* Start Entries supplied *

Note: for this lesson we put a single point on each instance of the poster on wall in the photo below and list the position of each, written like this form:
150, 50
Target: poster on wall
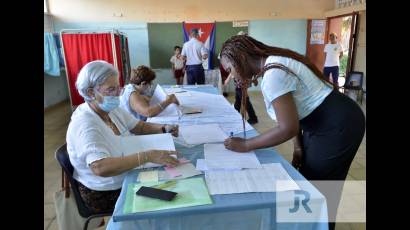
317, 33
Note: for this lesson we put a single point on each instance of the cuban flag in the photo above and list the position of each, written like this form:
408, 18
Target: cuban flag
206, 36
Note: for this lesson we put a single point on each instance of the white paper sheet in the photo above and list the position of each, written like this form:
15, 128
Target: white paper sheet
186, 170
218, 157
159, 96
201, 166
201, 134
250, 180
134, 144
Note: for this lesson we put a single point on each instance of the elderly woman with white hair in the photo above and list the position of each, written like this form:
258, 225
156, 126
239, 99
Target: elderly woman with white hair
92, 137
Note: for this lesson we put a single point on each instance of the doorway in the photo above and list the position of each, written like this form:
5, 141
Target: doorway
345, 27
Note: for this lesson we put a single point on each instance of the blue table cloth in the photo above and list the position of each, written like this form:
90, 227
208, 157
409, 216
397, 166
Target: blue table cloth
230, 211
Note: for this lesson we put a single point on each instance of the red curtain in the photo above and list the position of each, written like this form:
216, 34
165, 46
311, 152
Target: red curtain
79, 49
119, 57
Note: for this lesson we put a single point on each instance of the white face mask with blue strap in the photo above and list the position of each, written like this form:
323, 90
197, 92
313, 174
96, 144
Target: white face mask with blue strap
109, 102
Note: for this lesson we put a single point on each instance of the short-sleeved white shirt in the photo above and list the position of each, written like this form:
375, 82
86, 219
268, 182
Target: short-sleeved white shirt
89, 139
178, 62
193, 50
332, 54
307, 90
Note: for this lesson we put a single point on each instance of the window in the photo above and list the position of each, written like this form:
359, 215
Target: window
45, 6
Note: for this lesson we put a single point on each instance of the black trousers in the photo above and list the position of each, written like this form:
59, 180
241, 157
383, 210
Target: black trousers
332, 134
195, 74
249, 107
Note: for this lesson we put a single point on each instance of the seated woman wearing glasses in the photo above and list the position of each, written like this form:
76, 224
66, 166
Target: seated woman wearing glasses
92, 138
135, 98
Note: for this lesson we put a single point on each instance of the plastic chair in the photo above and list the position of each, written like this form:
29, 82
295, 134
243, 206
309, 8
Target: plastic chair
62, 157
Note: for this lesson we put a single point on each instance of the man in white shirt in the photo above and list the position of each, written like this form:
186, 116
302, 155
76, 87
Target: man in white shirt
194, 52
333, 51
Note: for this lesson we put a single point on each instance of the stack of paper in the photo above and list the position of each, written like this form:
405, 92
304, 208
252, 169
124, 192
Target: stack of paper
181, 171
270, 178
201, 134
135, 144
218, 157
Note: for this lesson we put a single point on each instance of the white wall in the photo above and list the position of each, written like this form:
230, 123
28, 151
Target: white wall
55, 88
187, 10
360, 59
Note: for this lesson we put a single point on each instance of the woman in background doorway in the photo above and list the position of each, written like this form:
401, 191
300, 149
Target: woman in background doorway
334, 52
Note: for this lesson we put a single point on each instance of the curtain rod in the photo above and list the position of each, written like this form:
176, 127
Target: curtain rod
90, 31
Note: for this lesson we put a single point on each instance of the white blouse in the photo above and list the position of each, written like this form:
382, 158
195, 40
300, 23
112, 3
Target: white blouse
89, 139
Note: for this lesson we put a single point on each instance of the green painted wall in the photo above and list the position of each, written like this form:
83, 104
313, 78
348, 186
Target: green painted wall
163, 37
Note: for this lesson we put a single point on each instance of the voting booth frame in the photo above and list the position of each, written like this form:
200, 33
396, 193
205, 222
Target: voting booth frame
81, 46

* End Entries supplied *

(Exercise objective) Please recast the lines of the records above, from the line holding "of the voting" through the end of the records, both included, as a Markdown table with the columns Row and Line, leaving out any blank lines.

(In response)
| Row | Line |
|---|---|
| 1 | Note: for this lesson we put a single point on each instance of the voting booth frame in the photo above and list the position of each, written like this form: |
| 2 | 200, 33 |
| 3 | 396, 193 |
| 4 | 205, 222 |
| 5 | Target: voting booth frame |
| 6 | 81, 46 |